**Your task**
From the text on CTV and CSFS below, transcribe word for word the stretch from "While there are" through "contracts, and more.".

**Given text**
—————
The full text of the letter can be found at https://ctv-csfs.com. It is
reproduced below.
---
To the technical bitcoin community,
We believe that the best next step for bitcoin would be to activate
OP_CHECKTEMPLATEVERIFY (CTV, BIP-119) and OP_CHECKSIGFROMSTACK (CSFS,
BIP-348). These opcodes enable functionality for a broad set of uses
that will allow bitcoin to preserve and expand its role as a scarce,
censorship-resistant store of value.
While there are a few promising proposals to improve bitcoin at the
consensus layer which may someday be deployed, we believe that CTV and
CSFS are uniquely well reviewed, simple, and have been proven to be both
safe and widely demanded.
CTV was first formalized in BIP-119 over 5 years ago. Despite many
attempts at refinement or replacement, it has remained the most widely
preferred method for enforcing pregenerated transaction sequences using
consensus. It unlocks valuable functionality for scaling solutions,
vaults, congestion control, non-custodial mining, discreet log
contracts, and more.
—————
**Data rows**
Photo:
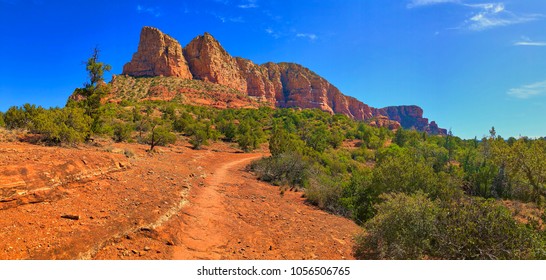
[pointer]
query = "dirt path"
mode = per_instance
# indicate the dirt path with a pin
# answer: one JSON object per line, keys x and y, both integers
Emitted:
{"x": 203, "y": 235}
{"x": 176, "y": 204}
{"x": 234, "y": 216}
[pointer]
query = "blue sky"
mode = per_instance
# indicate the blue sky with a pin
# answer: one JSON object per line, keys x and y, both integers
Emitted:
{"x": 469, "y": 64}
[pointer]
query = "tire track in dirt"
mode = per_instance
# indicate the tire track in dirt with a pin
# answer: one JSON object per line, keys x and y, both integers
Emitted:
{"x": 232, "y": 215}
{"x": 205, "y": 224}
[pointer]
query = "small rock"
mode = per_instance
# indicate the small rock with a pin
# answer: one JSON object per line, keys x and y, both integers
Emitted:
{"x": 71, "y": 217}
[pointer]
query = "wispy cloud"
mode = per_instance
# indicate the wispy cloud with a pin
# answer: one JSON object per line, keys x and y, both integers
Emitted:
{"x": 249, "y": 4}
{"x": 484, "y": 15}
{"x": 526, "y": 41}
{"x": 273, "y": 33}
{"x": 419, "y": 3}
{"x": 154, "y": 11}
{"x": 533, "y": 44}
{"x": 493, "y": 15}
{"x": 309, "y": 36}
{"x": 528, "y": 91}
{"x": 225, "y": 19}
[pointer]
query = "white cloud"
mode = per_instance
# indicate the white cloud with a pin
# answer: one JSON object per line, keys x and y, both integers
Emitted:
{"x": 309, "y": 36}
{"x": 526, "y": 41}
{"x": 154, "y": 11}
{"x": 484, "y": 15}
{"x": 527, "y": 91}
{"x": 418, "y": 3}
{"x": 533, "y": 44}
{"x": 249, "y": 4}
{"x": 224, "y": 19}
{"x": 493, "y": 15}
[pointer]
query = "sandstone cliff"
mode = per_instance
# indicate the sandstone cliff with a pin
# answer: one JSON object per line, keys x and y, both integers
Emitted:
{"x": 209, "y": 61}
{"x": 158, "y": 55}
{"x": 276, "y": 84}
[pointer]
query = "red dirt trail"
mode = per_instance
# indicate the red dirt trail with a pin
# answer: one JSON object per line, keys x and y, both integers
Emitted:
{"x": 178, "y": 203}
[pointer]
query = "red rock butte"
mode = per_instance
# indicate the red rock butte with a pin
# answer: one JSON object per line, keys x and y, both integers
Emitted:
{"x": 283, "y": 85}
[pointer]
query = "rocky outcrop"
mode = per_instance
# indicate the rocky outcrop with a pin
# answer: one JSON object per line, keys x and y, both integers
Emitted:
{"x": 276, "y": 84}
{"x": 384, "y": 121}
{"x": 158, "y": 55}
{"x": 411, "y": 117}
{"x": 209, "y": 61}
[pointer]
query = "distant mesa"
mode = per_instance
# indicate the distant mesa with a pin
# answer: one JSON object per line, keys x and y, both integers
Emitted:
{"x": 282, "y": 85}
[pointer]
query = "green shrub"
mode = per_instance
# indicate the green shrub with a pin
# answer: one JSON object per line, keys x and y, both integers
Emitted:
{"x": 404, "y": 228}
{"x": 199, "y": 135}
{"x": 287, "y": 168}
{"x": 415, "y": 227}
{"x": 325, "y": 192}
{"x": 69, "y": 125}
{"x": 160, "y": 135}
{"x": 122, "y": 132}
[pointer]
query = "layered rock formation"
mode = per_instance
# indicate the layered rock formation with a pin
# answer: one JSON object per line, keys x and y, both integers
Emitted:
{"x": 158, "y": 55}
{"x": 277, "y": 84}
{"x": 208, "y": 61}
{"x": 411, "y": 117}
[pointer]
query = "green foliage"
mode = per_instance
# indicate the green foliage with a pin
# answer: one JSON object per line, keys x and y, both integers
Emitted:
{"x": 199, "y": 135}
{"x": 360, "y": 195}
{"x": 249, "y": 135}
{"x": 404, "y": 173}
{"x": 58, "y": 126}
{"x": 22, "y": 117}
{"x": 283, "y": 169}
{"x": 482, "y": 229}
{"x": 325, "y": 192}
{"x": 403, "y": 228}
{"x": 122, "y": 132}
{"x": 95, "y": 88}
{"x": 160, "y": 134}
{"x": 415, "y": 227}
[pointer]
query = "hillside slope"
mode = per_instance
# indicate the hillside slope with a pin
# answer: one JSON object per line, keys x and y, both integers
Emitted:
{"x": 275, "y": 84}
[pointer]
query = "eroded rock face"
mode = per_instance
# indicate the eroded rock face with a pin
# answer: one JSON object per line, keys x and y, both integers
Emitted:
{"x": 158, "y": 55}
{"x": 411, "y": 117}
{"x": 276, "y": 84}
{"x": 209, "y": 61}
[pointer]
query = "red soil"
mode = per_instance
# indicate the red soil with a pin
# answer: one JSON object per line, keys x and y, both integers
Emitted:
{"x": 178, "y": 203}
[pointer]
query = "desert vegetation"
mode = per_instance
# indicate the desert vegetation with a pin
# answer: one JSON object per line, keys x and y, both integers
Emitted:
{"x": 416, "y": 196}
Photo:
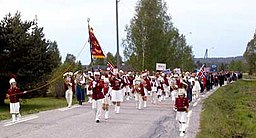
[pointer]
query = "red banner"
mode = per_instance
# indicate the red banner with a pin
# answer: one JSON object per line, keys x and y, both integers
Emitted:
{"x": 96, "y": 50}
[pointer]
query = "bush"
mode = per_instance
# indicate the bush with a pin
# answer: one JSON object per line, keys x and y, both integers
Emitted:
{"x": 230, "y": 112}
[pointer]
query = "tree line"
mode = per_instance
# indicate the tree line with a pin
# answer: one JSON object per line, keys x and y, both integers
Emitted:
{"x": 151, "y": 38}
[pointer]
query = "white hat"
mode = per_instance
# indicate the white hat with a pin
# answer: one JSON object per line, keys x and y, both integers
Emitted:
{"x": 144, "y": 74}
{"x": 115, "y": 71}
{"x": 153, "y": 77}
{"x": 181, "y": 91}
{"x": 65, "y": 74}
{"x": 96, "y": 73}
{"x": 137, "y": 80}
{"x": 70, "y": 73}
{"x": 106, "y": 80}
{"x": 12, "y": 80}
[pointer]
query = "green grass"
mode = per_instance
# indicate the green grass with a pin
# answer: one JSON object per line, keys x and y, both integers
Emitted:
{"x": 35, "y": 105}
{"x": 230, "y": 112}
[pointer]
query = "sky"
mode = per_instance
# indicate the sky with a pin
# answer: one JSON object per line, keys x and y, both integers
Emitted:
{"x": 224, "y": 27}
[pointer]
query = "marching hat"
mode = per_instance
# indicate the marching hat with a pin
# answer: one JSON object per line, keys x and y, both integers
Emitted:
{"x": 96, "y": 73}
{"x": 137, "y": 80}
{"x": 12, "y": 80}
{"x": 175, "y": 75}
{"x": 120, "y": 71}
{"x": 144, "y": 74}
{"x": 181, "y": 92}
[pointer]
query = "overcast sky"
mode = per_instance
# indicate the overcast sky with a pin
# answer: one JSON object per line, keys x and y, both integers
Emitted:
{"x": 222, "y": 26}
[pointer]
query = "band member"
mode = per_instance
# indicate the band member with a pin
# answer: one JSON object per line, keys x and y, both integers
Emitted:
{"x": 116, "y": 92}
{"x": 97, "y": 86}
{"x": 68, "y": 88}
{"x": 106, "y": 100}
{"x": 13, "y": 94}
{"x": 174, "y": 94}
{"x": 138, "y": 92}
{"x": 89, "y": 92}
{"x": 126, "y": 86}
{"x": 182, "y": 105}
{"x": 131, "y": 79}
{"x": 166, "y": 86}
{"x": 147, "y": 88}
{"x": 160, "y": 87}
{"x": 196, "y": 89}
{"x": 154, "y": 86}
{"x": 80, "y": 86}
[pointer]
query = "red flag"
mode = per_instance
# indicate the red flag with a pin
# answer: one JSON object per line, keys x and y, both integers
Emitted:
{"x": 110, "y": 68}
{"x": 201, "y": 72}
{"x": 96, "y": 50}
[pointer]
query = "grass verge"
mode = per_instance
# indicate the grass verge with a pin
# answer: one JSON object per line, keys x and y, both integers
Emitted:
{"x": 230, "y": 112}
{"x": 35, "y": 105}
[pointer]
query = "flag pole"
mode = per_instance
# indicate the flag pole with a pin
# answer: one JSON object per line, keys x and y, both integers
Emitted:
{"x": 88, "y": 20}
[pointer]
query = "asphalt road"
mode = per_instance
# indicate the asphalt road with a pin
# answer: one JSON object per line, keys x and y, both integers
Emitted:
{"x": 155, "y": 121}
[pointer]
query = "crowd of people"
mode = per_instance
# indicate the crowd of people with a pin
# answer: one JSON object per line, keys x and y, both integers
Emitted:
{"x": 106, "y": 88}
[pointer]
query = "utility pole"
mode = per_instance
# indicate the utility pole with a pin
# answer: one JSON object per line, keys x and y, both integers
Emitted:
{"x": 117, "y": 37}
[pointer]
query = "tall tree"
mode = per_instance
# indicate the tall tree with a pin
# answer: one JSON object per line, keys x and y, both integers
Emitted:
{"x": 250, "y": 54}
{"x": 25, "y": 52}
{"x": 151, "y": 38}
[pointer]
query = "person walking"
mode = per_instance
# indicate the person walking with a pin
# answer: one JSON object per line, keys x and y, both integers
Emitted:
{"x": 13, "y": 94}
{"x": 97, "y": 86}
{"x": 182, "y": 105}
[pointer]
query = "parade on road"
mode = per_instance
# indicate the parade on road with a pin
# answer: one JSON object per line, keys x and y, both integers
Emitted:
{"x": 112, "y": 89}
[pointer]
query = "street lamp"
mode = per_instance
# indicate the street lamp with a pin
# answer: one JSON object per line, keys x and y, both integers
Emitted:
{"x": 182, "y": 65}
{"x": 117, "y": 36}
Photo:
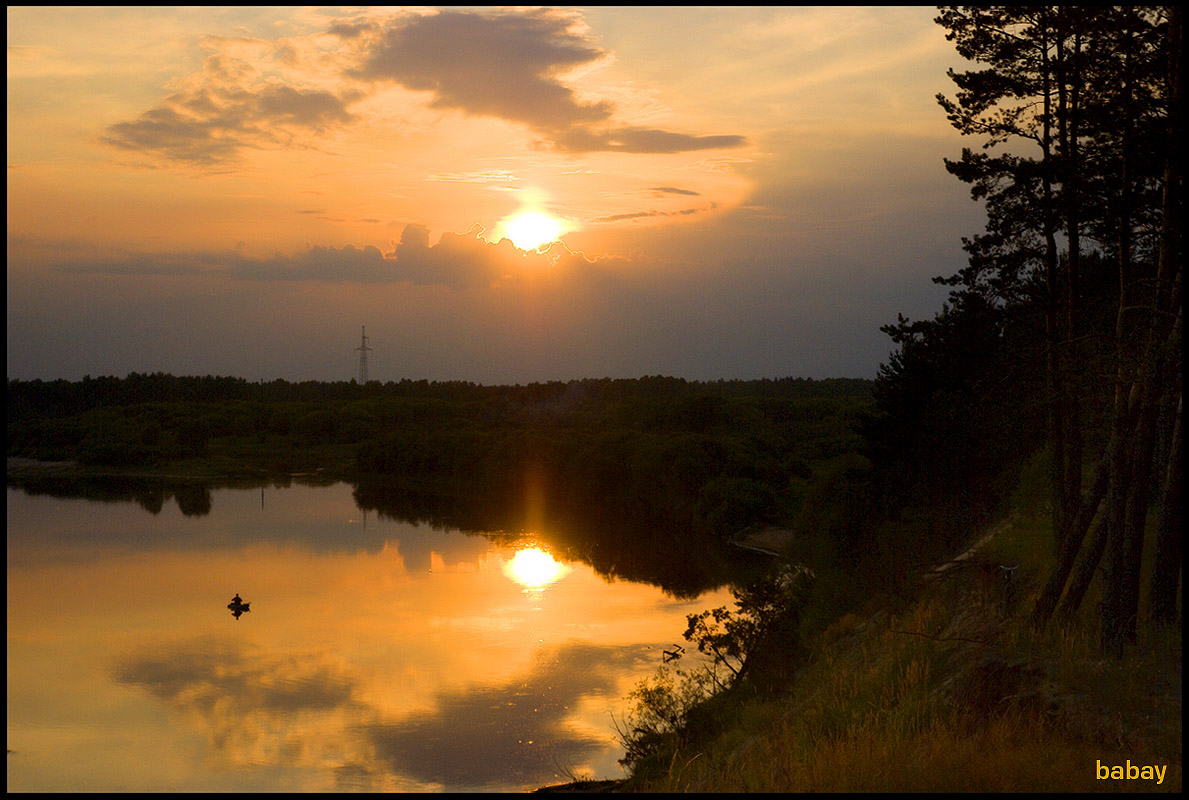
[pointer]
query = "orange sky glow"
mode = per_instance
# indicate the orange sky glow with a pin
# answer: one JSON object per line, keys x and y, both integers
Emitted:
{"x": 719, "y": 193}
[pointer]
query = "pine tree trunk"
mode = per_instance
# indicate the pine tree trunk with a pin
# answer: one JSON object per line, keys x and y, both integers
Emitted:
{"x": 1167, "y": 567}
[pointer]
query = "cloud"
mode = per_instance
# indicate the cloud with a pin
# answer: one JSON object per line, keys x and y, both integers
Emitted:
{"x": 458, "y": 260}
{"x": 505, "y": 65}
{"x": 673, "y": 190}
{"x": 639, "y": 215}
{"x": 511, "y": 65}
{"x": 641, "y": 140}
{"x": 231, "y": 105}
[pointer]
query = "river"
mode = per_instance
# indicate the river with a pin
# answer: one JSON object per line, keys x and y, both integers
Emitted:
{"x": 377, "y": 654}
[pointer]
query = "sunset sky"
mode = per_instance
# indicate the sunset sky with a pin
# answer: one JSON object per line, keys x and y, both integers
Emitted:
{"x": 738, "y": 193}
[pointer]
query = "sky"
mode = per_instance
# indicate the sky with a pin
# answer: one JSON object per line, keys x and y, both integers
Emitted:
{"x": 501, "y": 196}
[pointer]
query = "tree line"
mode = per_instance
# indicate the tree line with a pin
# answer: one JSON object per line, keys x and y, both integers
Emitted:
{"x": 1064, "y": 327}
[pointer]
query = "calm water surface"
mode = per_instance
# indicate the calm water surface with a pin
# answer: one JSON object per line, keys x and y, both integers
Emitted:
{"x": 377, "y": 654}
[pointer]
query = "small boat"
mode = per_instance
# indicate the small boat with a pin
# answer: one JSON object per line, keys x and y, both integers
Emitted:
{"x": 238, "y": 606}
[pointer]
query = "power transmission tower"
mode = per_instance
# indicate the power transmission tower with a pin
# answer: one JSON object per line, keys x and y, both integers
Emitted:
{"x": 363, "y": 358}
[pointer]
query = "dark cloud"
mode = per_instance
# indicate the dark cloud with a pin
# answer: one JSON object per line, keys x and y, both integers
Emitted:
{"x": 490, "y": 64}
{"x": 213, "y": 121}
{"x": 505, "y": 64}
{"x": 639, "y": 215}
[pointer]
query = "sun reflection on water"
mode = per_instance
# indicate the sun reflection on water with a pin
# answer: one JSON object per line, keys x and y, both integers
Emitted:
{"x": 534, "y": 568}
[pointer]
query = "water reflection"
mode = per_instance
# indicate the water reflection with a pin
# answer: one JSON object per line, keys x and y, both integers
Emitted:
{"x": 534, "y": 568}
{"x": 394, "y": 657}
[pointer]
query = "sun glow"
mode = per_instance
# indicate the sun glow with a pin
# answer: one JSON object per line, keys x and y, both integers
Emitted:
{"x": 530, "y": 230}
{"x": 533, "y": 568}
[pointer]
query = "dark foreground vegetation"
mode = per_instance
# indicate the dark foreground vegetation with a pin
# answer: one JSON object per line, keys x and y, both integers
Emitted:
{"x": 1045, "y": 395}
{"x": 1043, "y": 403}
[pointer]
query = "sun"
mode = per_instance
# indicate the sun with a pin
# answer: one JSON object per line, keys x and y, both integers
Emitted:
{"x": 529, "y": 230}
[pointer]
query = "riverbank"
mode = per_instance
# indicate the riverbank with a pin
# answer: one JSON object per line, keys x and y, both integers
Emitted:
{"x": 949, "y": 688}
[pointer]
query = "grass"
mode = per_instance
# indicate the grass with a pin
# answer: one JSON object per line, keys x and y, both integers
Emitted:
{"x": 954, "y": 692}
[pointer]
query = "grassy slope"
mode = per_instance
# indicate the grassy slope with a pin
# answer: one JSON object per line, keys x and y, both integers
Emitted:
{"x": 952, "y": 692}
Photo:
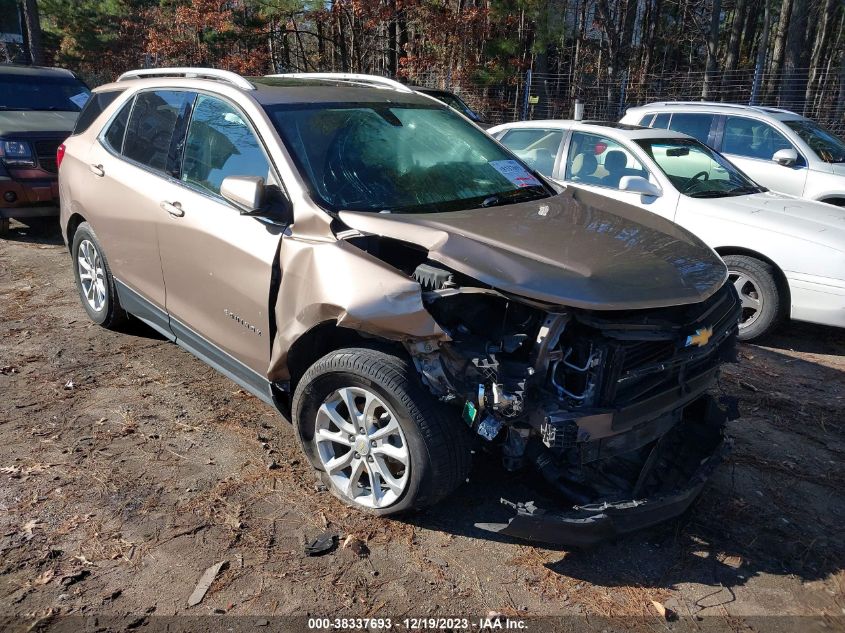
—————
**Finished task**
While there are a few promising proposals to improve bitcoin at the
consensus layer which may someday be deployed, we believe that CTV and
CSFS are uniquely well reviewed, simple, and have been proven to be both
safe and widely demanded.
CTV was first formalized in BIP-119 over 5 years ago. Despite many
attempts at refinement or replacement, it has remained the most widely
preferred method for enforcing pregenerated transaction sequences using
consensus. It unlocks valuable functionality for scaling solutions,
vaults, congestion control, non-custodial mining, discreet log
contracts, and more.